═══ PASSAGE SHOWN
Cost function training target versus accuracy desired goal

Question

When we train neural networks, we typically use gradient descent, which relies on a continuous, differentiable real-valued cost function. The final cost function might, for example, take the mean squared error. Or put another way, gradient descent implicitly assumes the end goal is regression - to minimize a real-valued error measure.

Sometimes what we want a neural network to do is perform classification - given an input, classify it into two or more discrete categories. In this case, the end goal the user cares about is classification accuracy - the percentage of cases classified correctly.

But when we are using a neural network for classification, though our goal is classification accuracy, that is not what the neural network is trying to optimize. The neural network is still trying to optimize the real-valued cost function. Sometimes these point in the same direction, but sometimes they don't. In particular, I've been running into cases where a neural network trained to correctly minimize the cost function, has a classification accuracy worse than a simple hand-coded threshold comparison.
══════
> **YOUR TASKS**:
a) In the cost-function question, which properties does it say the cost function used by gradient descent has?
b) Could you carry the cost-function question forward from its last sentence?
═══ SOURCE EXCERPT
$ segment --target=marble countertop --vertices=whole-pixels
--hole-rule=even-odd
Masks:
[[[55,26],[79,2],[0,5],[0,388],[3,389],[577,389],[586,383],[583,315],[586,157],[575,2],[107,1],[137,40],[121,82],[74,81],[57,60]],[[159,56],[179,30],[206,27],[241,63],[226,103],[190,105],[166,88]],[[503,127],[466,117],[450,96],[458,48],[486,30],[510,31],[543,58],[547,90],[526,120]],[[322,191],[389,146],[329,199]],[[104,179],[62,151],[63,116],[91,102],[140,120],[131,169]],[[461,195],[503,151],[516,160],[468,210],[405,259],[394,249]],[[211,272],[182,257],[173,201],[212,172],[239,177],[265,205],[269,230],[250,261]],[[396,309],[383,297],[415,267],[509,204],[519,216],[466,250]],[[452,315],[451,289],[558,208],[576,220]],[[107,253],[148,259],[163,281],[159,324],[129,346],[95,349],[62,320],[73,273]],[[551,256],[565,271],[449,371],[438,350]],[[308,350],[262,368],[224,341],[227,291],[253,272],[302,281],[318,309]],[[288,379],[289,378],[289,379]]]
══════
> **FINAL RESULTS**:
a) continuous, differentiable, real-valued

b)
I've boiled this down to a minimal test case using TensorFlow. It sets up a perceptron (neural network with no hidden layers), trains it on an absolutely minimal dataset (one input variable, one binary output variable) assesses the classification accuracy of the result, then compares it to the classification accuracy of a simple hand-coded threshold comparison; the results are 60% and 80% respectively. Intuitively, this is because a single outlier with a large input value, generates a correspondingly large output value, so the way to minimize the cost function is to try extra hard to accommodate that one case, in the process misclassifying two more ordinary cases. The perceptron is correctly doing what it was told to do; it's just that this does not match what we actually want of a classifier. But the classification accuracy is not a continuous differentiable function, so we can't use it as the target for gradient descent.

How can we train a neural network so that it ends up maximizing classification accuracy?

import numpy as np
import tensorflow as tf
sess = tf.InteractiveSession()
tf.set_random_seed(1)

# Parameters
epochs = 10000
learning_rate = 0.01

# Data
train_X = [
    [0],
    [0],
    [2],
    [2],
    [9],
]
train_Y = [
    0,
    0,
    1,
    1,
    0,
]

rows = np.shape(train_X)[0]
cols = np.shape(train_X)[1]

# Inputs and outputs
X = tf.placeholder(tf.float32)
Y = tf.placeholder(tf.float32)

# Weights
W = tf.Variable(tf.random_normal([cols]))
b = tf.Variable(tf.random_normal([]))

# Model
pred = tf.tensordot(X, W, 1) + b
cost = tf.reduce_sum((pred-Y)**2/rows)
optimizer = tf.train.GradientDescentOptimizer(learning_rate).minimize(cost)
tf.global_variables_initializer().run()

# Train
for epoch in range(epochs):
    # Print update at successive doublings of time
    if epoch&(epoch-1) == 0 or epoch == epochs-1:
        print('{} {} {} {}'.format(
            epoch,
            cost.eval({X: train_X, Y: train_Y}),
            W.eval(),
            b.eval(),
            ))
    optimizer.run({X: train_X, Y: train_Y})

# Classification accuracy of perceptron
classifications = [pred.eval({X: x}) > 0.5 for x in train_X]
correct = sum([p == y for (p, y) in zip(classifications, train_Y)])
print('{}/{} = perceptron accuracy'.format(correct, rows))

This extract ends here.